**Exercise directions**.
Return the passage of the Petrobras oil field sales text starting with "However, the plan" and going on through "to potential buyers.", copied word for word.

**Document segment**.

☆ ☆ ☆ ☆ ☆ ☆ ☆

Petrobras is facing serious obstacles in selling shallow water oil fields, according to an exclusive report published by Bloomberg Línea on Tuesday (4). The Brazilian state-owned company was looking to transfer part of its mature assets to smaller companies as part of its divestment strategy, but ran into regulatory and financial hurdles.

The National Agency of Petroleum, Natural Gas and Biofuels (ANP) rejected Petrobras’ requests for authorization to conduct production resumption tests in 13 offshore fields. Without this approval, the sale process was stalled.

Additionally, decommissioning costs—the dismantling and removing of old platforms—represent a massive financial challenge, estimated in billions of dollars. This combination of regulatory hurdles and high costs threatens the state-owned company’s divestment timeline.

Obstacles in Petrobras’s Field Sales

The Bloomberg Línea report reveals that Petrobras attempted to sell controlling stakes in a group of shallow water oil fields located near the coast of Sergipe.

The goal was to reduce liabilities related to the decommissioning of old platforms and free up resources for investments in more profitable deepwater and ultra-deepwater projects.

However, the plan suffered a significant setback. In August 2025, the ANP denied Petrobras’ request to test the resumption of production in 13 fields, a necessary step to demonstrate technical and commercial viability to potential buyers.

Without the tests, interested parties could not assess the true potential of the assets. The result was the failure of the sale negotiations, halting a process that was part of the company’s portfolio reduction strategy.

According to sources consulted by Bloomberg, the state-owned company is assessing the impact of the regulatory decision on its 2025–2029 business plan, which anticipates divestments in non-strategic assets.

Billion-Dollar Decommissioning Costs Pressure Petrobras

Decommissioning platforms is one of the major bottlenecks for companies operating in offshore production. In the case of Petrobras, the situation is especially sensitive: there are dozens of old units in the deactivation process, many of them in shallow water.

In the Sergipe region, for example, the dismantling of 26 platforms could cost around US$ 1.7 billion—according to internal estimates from the company cited by Bloomberg Línea.

This significant amount adds to a global trend. A study by consulting firm Wood Mackenzie predicts that offshore decommissioning costs will exceed US$ 15 billion per year by 2033, as more mature fields reach the end of their productive life.

These costs reduce the profitability of the assets and make the sale process even more difficult. Smaller companies that would be potential buyers tend to shy away from assuming such high liabilities.

Thus, Petrobras faces a dilemma: sell at a discount and retain some of the environmental responsibility, or fully bear the costs of shutting down operations.

ANP Reinforces Regulatory Rigor in Production Authorizations

The ANP’s denial of the resumption of production in shallow water fields reflects a more stringent stance by the agency regarding the technical and environmental conditions of the facilities.

☆ ☆ ☆ ☆ ☆ ☆ ☆

**Material provided**.

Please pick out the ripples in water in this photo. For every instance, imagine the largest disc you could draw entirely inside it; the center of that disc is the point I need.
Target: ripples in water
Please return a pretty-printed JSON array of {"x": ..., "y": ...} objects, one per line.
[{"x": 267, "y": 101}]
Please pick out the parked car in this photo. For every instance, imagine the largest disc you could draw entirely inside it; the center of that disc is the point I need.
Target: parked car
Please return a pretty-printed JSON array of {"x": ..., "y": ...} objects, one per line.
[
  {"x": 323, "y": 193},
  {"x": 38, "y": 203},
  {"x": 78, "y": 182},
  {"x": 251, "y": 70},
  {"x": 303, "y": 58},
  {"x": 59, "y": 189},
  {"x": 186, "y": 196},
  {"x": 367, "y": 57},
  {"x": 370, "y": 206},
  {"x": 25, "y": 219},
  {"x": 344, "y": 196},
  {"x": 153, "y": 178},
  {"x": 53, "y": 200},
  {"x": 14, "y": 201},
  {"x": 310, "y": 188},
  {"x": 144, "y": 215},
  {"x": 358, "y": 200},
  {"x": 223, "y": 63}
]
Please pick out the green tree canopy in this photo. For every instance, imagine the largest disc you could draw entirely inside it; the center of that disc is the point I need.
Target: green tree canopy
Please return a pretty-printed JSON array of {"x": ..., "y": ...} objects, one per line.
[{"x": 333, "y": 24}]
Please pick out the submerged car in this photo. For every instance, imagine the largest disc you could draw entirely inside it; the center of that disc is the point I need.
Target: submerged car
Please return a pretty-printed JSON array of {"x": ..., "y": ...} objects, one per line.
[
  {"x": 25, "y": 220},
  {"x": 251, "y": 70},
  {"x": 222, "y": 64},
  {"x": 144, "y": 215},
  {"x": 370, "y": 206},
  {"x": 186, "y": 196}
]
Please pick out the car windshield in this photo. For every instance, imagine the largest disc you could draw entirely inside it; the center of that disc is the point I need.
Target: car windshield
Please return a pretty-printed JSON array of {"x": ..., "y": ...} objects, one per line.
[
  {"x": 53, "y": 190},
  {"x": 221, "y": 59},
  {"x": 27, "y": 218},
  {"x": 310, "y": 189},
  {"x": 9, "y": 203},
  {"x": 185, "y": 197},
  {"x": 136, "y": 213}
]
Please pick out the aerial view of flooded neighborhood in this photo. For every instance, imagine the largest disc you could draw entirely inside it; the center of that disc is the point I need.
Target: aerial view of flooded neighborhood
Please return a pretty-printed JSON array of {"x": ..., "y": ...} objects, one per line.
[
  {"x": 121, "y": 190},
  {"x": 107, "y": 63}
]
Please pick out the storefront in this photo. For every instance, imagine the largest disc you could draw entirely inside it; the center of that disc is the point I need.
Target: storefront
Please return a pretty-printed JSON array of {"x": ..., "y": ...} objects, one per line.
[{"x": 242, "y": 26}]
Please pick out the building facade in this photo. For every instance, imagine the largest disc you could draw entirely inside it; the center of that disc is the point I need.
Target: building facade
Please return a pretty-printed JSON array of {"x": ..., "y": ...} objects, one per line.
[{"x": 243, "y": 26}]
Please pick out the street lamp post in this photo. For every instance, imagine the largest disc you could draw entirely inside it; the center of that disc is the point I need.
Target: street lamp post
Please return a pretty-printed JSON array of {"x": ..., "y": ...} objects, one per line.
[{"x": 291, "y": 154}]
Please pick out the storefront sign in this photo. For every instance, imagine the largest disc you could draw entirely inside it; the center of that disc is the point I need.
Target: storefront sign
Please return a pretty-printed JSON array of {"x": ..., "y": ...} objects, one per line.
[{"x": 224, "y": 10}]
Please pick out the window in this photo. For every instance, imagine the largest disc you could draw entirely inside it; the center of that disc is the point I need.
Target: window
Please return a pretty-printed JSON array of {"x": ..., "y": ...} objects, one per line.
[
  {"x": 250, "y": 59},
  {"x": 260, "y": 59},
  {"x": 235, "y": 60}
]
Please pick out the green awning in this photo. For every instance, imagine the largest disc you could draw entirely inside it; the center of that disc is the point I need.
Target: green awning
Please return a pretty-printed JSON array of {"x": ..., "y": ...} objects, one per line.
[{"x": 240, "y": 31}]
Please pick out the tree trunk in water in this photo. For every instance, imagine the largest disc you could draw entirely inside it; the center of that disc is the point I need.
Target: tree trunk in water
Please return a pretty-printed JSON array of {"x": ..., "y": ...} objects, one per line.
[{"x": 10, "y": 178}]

☆ ☆ ☆ ☆ ☆ ☆ ☆

**Solution to this task**.
However, the plan suffered a significant setback. In August 2025, the ANP denied Petrobras’ request to test the resumption of production in 13 fields, a necessary step to demonstrate technical and commercial viability to potential buyers.